Lesetext.
Bevor wir sie Phranc nennen dürfen, mit PH am Anfang und einem C am Schluß, nennen wir sie Susie Gottlieb und lassen sie um 1960 in Los Angeles zur Welt kommen. Mit fünf darf sie Klavier, dann Geige lernen, mit zehn Gitarre. Mitte der siebziger Jahre lassen wir sie von zu Hause ausziehen, weil "ich mit 17 dort nicht lesbisch sein durfte" und in die feministischen und lesbischen Zirkel Kaliforniens eintauchen. Sie klampft in der Frauenszene, das kann so schlecht nicht gewesen sein, denn ihre Fassung des Dylan-Stücks THE LONESOME DEATH OF HATTIE CARROLL ist aller Ehren wert.
     Die damalige Lesben-Szene scheint Susie Gottlieb nicht gefallen zu haben; die wenigsten waren so jung wie sie. Nach der Mitarbeit an mehreren Lesben-Zeitschriften zieht Susie nach San Francisco und entdeckt Punkrock. "Vorher war ich total separatistisch, und plötzlich trat ich wieder in die große Welt ein, mit allen möglichen Leuten, auch Männern. Ich fand das sehr aufregend, weil ich mich eher mit Leuten in meinem Alter identifizierte, die wütend und begeistert und politisch und kreativ waren." Zurück in Los Angeles spielt Susie Gottlieb, die sich inzwischen Phranc nennt, bei den Hardcore-Gruppen Nervous Gender und Catholic Discipline Gitarre, was sich 1980 eher unbeholfen angehört hat...

Arbeitsauftrag.
Schreib den Lesetext über Phranc im Anschluss an seinen letzten Satz weiter. Die Zeilen darunter braucht man hier nicht.

Quellenauszug.
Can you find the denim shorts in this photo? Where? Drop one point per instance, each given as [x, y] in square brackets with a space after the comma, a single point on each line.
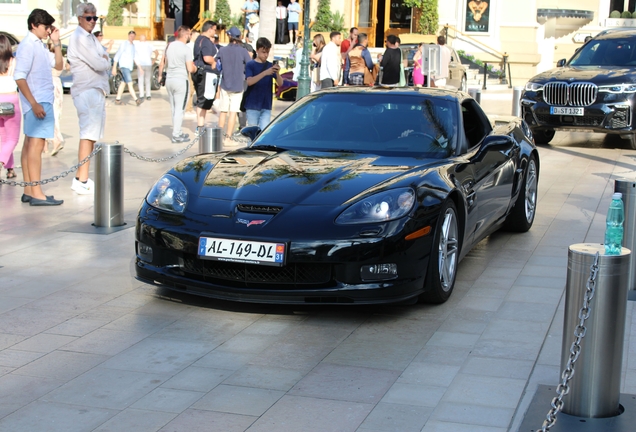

Lösung.
     Anfang der achtziger Jahre findet Phranc wieder zur akustischen Gitarre zurück und schreibt mit TAKE OFF YOUR SWASTIKAS einen an die Sex Pistols angelehnten Folksong, der sich bei aller Correctness nicht peinlich anhört. Schließlich hat sie Recht, wenn sie als "jewish-lesbian folksinger" reimt: "Wenn Ihr damals in die Öfen gewandert wärt, würdet ihr ein Hakenkreuz auch nicht cool finden."
     Phranc: klein und sehr sportlich, von 1982 bis 1984 in einem Schwimmteam, danach Schwimmlehrerin. Flat-Top Frisur, karierte Hemden oder Rollkragenpullover, Röhrenjeans, Springer- oder Cowboystiefel. Auf dem Cover ihrer ersten Solo-LP FOLKSINGER von 1985 ähnelt sie einem Andreas Dorau auf Nashville-Urlaub, 1989 einem jungen Freddie Quinn. Ihre sexuelle Präferenz ist Thema, aber nicht DAS Thema ihrer Songs; ihre musikalischen Vorbilder dürften mit Bob Dylan, Jonathan Richman und The Knitters ziemlich exakt getroffen sein; und daß sie das Talent hat, in witzigen Formulierungen kleine Nägel auf kleine Köpfe zu treffen, entschuldigt das Tracy-Chapman-hafte Getue bei den "ernsten" Anliegen wie Apartheid.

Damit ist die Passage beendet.